[start of DATA SECTION]

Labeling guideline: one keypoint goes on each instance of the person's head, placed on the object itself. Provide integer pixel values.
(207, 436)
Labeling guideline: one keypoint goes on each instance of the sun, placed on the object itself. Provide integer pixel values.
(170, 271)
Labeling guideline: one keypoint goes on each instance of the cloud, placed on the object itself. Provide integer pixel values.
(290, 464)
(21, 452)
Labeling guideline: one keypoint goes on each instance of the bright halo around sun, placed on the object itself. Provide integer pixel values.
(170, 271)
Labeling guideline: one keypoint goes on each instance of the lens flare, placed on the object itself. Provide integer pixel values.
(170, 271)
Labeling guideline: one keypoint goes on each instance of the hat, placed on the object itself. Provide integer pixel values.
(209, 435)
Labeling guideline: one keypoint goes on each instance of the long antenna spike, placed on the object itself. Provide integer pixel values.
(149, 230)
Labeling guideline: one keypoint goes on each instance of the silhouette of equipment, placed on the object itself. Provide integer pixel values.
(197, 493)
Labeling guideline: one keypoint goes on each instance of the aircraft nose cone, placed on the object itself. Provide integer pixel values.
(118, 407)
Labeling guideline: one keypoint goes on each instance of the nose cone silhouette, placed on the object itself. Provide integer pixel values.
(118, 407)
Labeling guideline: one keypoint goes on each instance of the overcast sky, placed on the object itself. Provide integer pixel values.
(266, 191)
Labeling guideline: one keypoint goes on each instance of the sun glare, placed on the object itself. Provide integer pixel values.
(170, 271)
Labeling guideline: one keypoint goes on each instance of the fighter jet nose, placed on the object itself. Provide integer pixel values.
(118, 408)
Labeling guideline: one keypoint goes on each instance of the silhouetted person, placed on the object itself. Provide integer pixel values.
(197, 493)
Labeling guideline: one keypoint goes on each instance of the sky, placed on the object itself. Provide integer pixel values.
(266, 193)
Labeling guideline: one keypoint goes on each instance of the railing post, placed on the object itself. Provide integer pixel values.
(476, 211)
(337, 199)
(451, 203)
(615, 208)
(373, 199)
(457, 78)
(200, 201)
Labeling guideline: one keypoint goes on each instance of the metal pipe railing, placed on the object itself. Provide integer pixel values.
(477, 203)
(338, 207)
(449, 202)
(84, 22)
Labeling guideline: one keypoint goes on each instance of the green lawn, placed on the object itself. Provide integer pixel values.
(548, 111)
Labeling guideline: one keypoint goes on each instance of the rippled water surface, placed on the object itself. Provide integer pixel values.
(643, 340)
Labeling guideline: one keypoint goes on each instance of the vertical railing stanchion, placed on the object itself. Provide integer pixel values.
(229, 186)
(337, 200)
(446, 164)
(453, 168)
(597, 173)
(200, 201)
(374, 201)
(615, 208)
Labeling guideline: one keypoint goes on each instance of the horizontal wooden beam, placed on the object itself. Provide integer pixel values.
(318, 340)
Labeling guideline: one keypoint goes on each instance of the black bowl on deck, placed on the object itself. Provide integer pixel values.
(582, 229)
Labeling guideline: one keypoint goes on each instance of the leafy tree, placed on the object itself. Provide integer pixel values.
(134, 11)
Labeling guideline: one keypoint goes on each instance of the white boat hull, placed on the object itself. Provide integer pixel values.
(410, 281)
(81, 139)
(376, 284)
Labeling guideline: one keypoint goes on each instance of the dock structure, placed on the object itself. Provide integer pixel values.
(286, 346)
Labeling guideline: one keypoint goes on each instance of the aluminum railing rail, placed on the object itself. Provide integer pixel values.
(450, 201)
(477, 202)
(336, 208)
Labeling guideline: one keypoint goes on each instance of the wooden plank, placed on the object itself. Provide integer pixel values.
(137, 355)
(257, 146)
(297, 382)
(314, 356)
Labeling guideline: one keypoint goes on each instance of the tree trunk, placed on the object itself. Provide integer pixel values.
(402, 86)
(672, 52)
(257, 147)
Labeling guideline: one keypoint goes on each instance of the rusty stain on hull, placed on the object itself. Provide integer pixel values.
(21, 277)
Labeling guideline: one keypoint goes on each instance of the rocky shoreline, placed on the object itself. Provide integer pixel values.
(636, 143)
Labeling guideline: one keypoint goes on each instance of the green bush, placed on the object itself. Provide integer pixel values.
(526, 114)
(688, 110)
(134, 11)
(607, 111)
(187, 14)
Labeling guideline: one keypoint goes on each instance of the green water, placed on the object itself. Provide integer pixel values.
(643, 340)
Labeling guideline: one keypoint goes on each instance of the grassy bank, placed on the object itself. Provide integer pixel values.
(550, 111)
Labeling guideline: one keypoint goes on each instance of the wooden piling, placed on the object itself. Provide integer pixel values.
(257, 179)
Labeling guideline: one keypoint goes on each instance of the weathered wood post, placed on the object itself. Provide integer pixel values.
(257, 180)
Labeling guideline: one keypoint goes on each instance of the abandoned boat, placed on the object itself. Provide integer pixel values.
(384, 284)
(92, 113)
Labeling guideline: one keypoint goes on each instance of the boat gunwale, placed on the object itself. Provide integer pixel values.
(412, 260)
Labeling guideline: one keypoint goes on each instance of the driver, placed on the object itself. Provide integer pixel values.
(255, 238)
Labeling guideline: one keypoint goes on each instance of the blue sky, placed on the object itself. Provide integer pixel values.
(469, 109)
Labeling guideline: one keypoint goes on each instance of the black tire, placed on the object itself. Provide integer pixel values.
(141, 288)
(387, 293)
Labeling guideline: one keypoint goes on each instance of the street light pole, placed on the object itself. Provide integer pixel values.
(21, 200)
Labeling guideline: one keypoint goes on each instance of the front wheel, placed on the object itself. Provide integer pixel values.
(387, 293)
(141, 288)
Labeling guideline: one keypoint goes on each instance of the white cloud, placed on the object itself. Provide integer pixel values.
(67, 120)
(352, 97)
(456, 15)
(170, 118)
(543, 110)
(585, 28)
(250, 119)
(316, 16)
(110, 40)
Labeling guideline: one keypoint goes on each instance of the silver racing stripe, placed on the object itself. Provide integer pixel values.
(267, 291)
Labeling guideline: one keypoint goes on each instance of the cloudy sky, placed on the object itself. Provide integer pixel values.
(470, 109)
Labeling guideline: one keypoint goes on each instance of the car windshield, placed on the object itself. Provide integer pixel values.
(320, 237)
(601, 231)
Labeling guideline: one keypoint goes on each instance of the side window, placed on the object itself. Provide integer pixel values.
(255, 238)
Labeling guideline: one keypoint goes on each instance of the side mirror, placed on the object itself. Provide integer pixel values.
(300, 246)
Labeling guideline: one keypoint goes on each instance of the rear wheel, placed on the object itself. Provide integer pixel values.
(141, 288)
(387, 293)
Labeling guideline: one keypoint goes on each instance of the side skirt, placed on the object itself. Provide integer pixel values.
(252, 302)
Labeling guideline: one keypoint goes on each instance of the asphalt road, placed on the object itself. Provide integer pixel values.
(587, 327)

[end of DATA SECTION]

■ **EXERCISE DETAILS**
Put every line of the records above into a numbered list, leaving out any blank lines.

■ **ANSWER TO THIS EXERCISE**
1. Labeling guideline: one keypoint goes on each instance of the person's head, placed on the object itself. Provide integer pixel values.
2. (207, 436)
3. Labeling guideline: one keypoint goes on each instance of the sun, placed on the object itself. Provide integer pixel values.
4. (170, 271)
5. Labeling guideline: one keypoint goes on each instance of the cloud, placed on the object itself. Provide integer pixel values.
6. (290, 464)
7. (21, 452)
8. Labeling guideline: one keypoint goes on each instance of the bright halo around sun, placed on the object itself. Provide integer pixel values.
9. (170, 271)
10. Labeling guideline: one keypoint goes on each instance of the lens flare, placed on the object itself. Provide integer pixel values.
11. (170, 271)
12. Labeling guideline: one keypoint goes on each instance of the hat, placed on the object itself. Provide integer pixel values.
13. (209, 435)
14. Labeling guideline: one keypoint goes on each instance of the long antenna spike, placed on the object itself. Provide integer pixel values.
15. (149, 230)
16. Labeling guideline: one keypoint goes on each instance of the silhouette of equipment, placed on the object itself. Provide integer pixel values.
17. (197, 493)
18. Labeling guideline: one keypoint goes on each instance of the aircraft nose cone, placed on the object itself. Provide integer pixel values.
19. (118, 407)
20. Labeling guideline: one keypoint goes on each instance of the nose cone silhouette, placed on the object itself. Provide integer pixel values.
21. (118, 407)
22. Labeling guideline: one keypoint goes on each instance of the overcast sky, placed on the object itself. Provide integer pixel values.
23. (266, 191)
24. Labeling guideline: one keypoint goes on each instance of the sun glare, placed on the object itself. Provide integer pixel values.
25. (170, 271)
26. Labeling guideline: one keypoint goes on each instance of the fighter jet nose, placed on the object itself. Provide integer pixel values.
27. (118, 408)
28. Labeling guideline: one keypoint goes on each instance of the silhouetted person, placed on the object itself. Provide integer pixel values.
29. (197, 493)
30. Labeling guideline: one keypoint goes on each instance of the sky, placed on the object itself. Provide integer pixel values.
31. (266, 193)
32. Labeling guideline: one keypoint goes on each instance of the railing post, placed on the object itself. Provide integer pixel values.
33. (476, 211)
34. (337, 199)
35. (451, 203)
36. (615, 208)
37. (373, 199)
38. (457, 78)
39. (200, 201)
40. Labeling guideline: one keypoint goes on each instance of the metal pipe railing, placed on the object itself. Provide integer pixel values.
41. (477, 203)
42. (338, 207)
43. (449, 202)
44. (84, 22)
45. Labeling guideline: one keypoint goes on each instance of the green lawn, placed on the object itself. Provide integer pixel values.
46. (548, 111)
47. Labeling guideline: one keypoint goes on each instance of the rippled water surface, placed on the object itself. Provide integer pixel values.
48. (643, 340)
49. Labeling guideline: one keypoint goes on each instance of the vertical railing stanchion, placed on the object itself. Provide integer pixel values.
50. (229, 186)
51. (337, 200)
52. (446, 164)
53. (453, 168)
54. (597, 173)
55. (200, 201)
56. (374, 201)
57. (615, 208)
58. Labeling guideline: one keypoint goes on each instance of the horizontal wooden beam, placed on the object itself. Provide integer pixel values.
59. (318, 340)
60. Labeling guideline: one keypoint goes on each instance of the black bowl on deck, placed on the object itself. Provide integer pixel values.
61. (582, 229)
62. Labeling guideline: one keypoint goes on each instance of the leafy tree, placed on the object itself. Provide integer pixel values.
63. (134, 11)
64. Labeling guideline: one keypoint goes on each instance of the white boat hull, placed on the object itself. Provide integer pixel values.
65. (410, 281)
66. (81, 139)
67. (376, 284)
68. Labeling guideline: one keypoint goes on each instance of the dock structure, placed on the object itself. Provide integer pixel values.
69. (286, 346)
70. Labeling guideline: one keypoint goes on each instance of the aluminum railing rail, placed on the object itself. Provide integer pixel values.
71. (450, 201)
72. (477, 202)
73. (336, 208)
74. Labeling guideline: one keypoint goes on each instance of the wooden plank, placed on the object itself. Provide integer pixel values.
75. (137, 355)
76. (257, 146)
77. (297, 382)
78. (314, 356)
79. Labeling guideline: one keypoint goes on each instance of the tree trunk, placed on the object itself. Provide integer pixel values.
80. (402, 86)
81. (672, 52)
82. (257, 147)
83. Labeling guideline: one keypoint goes on each instance of the rusty stain on hull, placed on the object itself. Provide integer pixel values.
84. (21, 277)
85. Labeling guideline: one keypoint goes on each instance of the rocky shoreline, placed on the object itself. Provide integer pixel values.
86. (636, 143)
87. Labeling guideline: one keypoint goes on each instance of the green bush, placed on the object itself. Provide integer pixel values.
88. (526, 114)
89. (688, 110)
90. (134, 11)
91. (607, 111)
92. (187, 14)
93. Labeling guideline: one keypoint goes on each instance of the green water, placed on the object itself. Provide integer pixel values.
94. (643, 340)
95. Labeling guideline: one keypoint goes on each instance of the grassy bank, placed on the object itself. Provide integer pixel values.
96. (550, 111)
97. Labeling guideline: one keypoint goes on each instance of the wooden piling, placed on the object itself. Provide integer pixel values.
98. (257, 179)
99. Labeling guideline: one keypoint goes on each instance of the weathered wood post, placed on the object itself. Provide integer pixel values.
100. (257, 180)
101. Labeling guideline: one keypoint goes on each instance of the abandoned boat, placed on the object itself. Provide integer pixel values.
102. (384, 284)
103. (92, 113)
104. Labeling guideline: one keypoint goes on each instance of the boat gunwale, placed on the object itself. Provide integer pixel values.
105. (412, 260)
106. Labeling guideline: one keypoint goes on each instance of the driver, placed on the object itself. Provide integer pixel values.
107. (255, 238)
108. Labeling guideline: one keypoint goes on each instance of the blue sky, placed on the object itself. Provide integer pixel values.
109. (469, 109)
110. Labeling guideline: one keypoint goes on each instance of the black tire, placed on the object itself. Provide integer pixel values.
111. (141, 288)
112. (387, 293)
113. Labeling guideline: one keypoint goes on each instance of the street light pole, placed on the object itself. Provide integer pixel values.
114. (21, 200)
115. Labeling guideline: one keypoint goes on each instance of the front wheel, placed on the object itself. Provide integer pixel values.
116. (387, 293)
117. (141, 288)
118. Labeling guideline: one keypoint goes on each instance of the white cloud, placed on the object itself. Provide integer pixel values.
119. (67, 120)
120. (352, 97)
121. (456, 15)
122. (170, 118)
123. (543, 110)
124. (585, 28)
125. (250, 119)
126. (316, 16)
127. (110, 40)
128. Labeling guideline: one keypoint goes on each instance of the silver racing stripe, placed on the object itself. Provide integer pixel values.
129. (267, 291)
130. Labeling guideline: one keypoint goes on each instance of the cloudy sky, placed on the object itself. Provide integer pixel values.
131. (470, 109)
132. Labeling guideline: one keypoint goes on each instance of the car windshield, placed on the object itself. Provide integer pixel values.
133. (320, 237)
134. (601, 231)
135. Labeling guideline: one keypoint goes on each instance of the side window, placed on the object itself. Provide integer pixel values.
136. (255, 238)
137. Labeling guideline: one keypoint goes on each instance of the side mirror, placed on the object itself. Provide integer pixel values.
138. (300, 246)
139. Labeling guideline: one keypoint goes on each instance of the rear wheel, placed on the object itself. Provide integer pixel values.
140. (141, 288)
141. (387, 293)
142. Labeling guideline: one keypoint goes on each instance of the side skirt, placed on the object itself. Provide integer pixel values.
143. (252, 302)
144. Labeling guideline: one keypoint goes on each instance of the asphalt road, placed on the object itself. Provide integer pixel values.
145. (587, 327)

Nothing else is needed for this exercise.